Direction. Write out exactly the lines running from the one that contains "Q: Point to the parking" through the end of the material.

+++++

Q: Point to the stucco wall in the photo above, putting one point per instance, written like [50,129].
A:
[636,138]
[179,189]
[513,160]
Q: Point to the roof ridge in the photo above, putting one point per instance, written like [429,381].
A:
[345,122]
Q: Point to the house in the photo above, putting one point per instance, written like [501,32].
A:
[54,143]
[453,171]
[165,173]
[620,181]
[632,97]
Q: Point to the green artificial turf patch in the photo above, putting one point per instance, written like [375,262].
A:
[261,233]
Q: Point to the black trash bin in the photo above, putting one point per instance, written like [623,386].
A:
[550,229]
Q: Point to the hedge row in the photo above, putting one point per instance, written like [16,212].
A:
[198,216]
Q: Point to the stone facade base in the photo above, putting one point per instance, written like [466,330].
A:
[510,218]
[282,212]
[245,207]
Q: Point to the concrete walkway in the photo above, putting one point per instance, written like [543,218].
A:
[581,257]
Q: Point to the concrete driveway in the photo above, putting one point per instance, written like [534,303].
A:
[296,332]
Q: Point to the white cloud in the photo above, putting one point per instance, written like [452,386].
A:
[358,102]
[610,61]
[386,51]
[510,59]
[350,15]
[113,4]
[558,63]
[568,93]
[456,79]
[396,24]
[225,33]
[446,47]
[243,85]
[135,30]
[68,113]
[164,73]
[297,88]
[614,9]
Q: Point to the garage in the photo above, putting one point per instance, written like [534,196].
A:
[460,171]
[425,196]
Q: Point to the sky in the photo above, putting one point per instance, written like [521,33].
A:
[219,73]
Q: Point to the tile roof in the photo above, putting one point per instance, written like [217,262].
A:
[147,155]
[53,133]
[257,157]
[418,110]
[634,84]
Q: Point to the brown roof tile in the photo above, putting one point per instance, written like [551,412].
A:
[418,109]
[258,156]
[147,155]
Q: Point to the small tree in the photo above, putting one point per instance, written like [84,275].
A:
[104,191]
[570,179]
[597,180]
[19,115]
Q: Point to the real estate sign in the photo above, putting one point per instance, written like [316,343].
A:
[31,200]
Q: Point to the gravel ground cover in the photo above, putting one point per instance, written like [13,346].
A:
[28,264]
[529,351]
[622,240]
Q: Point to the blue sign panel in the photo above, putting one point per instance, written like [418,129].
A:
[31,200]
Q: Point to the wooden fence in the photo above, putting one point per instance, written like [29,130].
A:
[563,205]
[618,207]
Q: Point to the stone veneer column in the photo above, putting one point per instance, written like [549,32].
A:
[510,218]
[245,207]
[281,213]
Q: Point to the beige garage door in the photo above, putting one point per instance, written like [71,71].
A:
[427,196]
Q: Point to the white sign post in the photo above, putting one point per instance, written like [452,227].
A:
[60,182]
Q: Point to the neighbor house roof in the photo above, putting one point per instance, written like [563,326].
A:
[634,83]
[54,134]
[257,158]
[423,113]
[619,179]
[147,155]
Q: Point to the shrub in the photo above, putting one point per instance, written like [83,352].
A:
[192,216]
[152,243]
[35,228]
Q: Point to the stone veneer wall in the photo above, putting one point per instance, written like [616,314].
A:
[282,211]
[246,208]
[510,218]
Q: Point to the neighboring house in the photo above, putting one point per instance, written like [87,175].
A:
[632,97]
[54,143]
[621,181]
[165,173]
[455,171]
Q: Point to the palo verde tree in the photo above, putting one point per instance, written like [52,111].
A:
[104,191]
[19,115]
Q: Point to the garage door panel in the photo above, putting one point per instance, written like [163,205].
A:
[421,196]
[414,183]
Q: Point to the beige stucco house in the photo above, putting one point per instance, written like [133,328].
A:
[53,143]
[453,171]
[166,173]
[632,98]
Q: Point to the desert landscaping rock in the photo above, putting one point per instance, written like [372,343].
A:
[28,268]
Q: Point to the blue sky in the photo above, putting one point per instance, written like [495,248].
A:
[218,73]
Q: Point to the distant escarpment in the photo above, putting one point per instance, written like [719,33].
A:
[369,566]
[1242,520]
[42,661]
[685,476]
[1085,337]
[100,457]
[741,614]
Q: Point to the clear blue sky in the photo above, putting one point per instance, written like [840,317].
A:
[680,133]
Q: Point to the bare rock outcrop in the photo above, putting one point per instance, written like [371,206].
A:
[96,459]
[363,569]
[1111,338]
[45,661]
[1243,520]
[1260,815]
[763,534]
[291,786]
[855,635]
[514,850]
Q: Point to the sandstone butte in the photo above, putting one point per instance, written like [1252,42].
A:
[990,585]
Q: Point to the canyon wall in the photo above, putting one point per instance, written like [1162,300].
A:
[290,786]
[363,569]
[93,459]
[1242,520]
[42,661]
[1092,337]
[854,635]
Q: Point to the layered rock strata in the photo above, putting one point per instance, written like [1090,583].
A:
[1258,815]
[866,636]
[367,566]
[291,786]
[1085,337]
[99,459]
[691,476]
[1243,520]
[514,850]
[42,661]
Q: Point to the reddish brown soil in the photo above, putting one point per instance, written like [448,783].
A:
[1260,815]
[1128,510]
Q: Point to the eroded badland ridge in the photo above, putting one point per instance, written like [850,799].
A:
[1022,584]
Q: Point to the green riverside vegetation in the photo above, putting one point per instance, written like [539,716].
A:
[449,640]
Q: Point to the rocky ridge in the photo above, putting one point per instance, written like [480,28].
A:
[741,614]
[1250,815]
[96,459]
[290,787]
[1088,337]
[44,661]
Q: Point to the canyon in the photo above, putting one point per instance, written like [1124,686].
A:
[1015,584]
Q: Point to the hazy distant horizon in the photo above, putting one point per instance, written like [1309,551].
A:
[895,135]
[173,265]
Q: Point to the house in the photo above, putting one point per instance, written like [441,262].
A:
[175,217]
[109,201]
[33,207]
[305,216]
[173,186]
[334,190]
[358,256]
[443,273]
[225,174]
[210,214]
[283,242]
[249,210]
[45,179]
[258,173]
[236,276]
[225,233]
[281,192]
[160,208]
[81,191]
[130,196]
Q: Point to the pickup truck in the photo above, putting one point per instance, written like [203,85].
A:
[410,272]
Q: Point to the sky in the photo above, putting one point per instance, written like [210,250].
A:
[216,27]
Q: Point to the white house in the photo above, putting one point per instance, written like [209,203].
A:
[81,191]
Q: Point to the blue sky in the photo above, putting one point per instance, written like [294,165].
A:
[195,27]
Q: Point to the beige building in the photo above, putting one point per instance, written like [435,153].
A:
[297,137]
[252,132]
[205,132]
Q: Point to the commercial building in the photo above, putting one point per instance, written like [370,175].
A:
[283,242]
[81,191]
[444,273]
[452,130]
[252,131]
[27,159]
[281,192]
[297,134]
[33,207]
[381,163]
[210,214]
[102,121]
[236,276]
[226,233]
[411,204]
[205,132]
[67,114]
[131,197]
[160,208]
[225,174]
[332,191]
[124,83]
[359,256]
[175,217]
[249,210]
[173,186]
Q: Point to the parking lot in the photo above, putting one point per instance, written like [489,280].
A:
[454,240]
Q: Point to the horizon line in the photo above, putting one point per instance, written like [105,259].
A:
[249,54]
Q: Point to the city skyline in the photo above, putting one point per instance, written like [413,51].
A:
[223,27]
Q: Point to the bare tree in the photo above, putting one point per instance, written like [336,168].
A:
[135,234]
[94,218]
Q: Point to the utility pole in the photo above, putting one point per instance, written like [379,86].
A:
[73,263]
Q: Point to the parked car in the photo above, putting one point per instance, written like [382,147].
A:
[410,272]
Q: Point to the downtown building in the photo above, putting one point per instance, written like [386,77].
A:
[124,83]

+++++

Task output.
Q: Point to the parking lot in the photo above, putting one point per instance, written like [489,280].
A:
[454,240]
Q: Point to the horizon line in the photo above, putting one point per instance, written like [105,259].
A:
[249,54]
Q: Point to the city skyline in the photo above, putting one point per instance, written like [413,51].
A:
[223,27]
Q: Point to the bare tree in the photo above, putting one point per instance, written like [336,168].
A:
[135,234]
[94,218]
Q: Point to the utility pole in the photo above, putting one point per instance, written like [379,86].
A:
[73,263]
Q: Point to the parked car in the photo above, putting one point per instance, written like [382,147].
A:
[410,272]
Q: Point to the downtown building in the photo above, putting one point per instance, written like [386,77].
A:
[124,83]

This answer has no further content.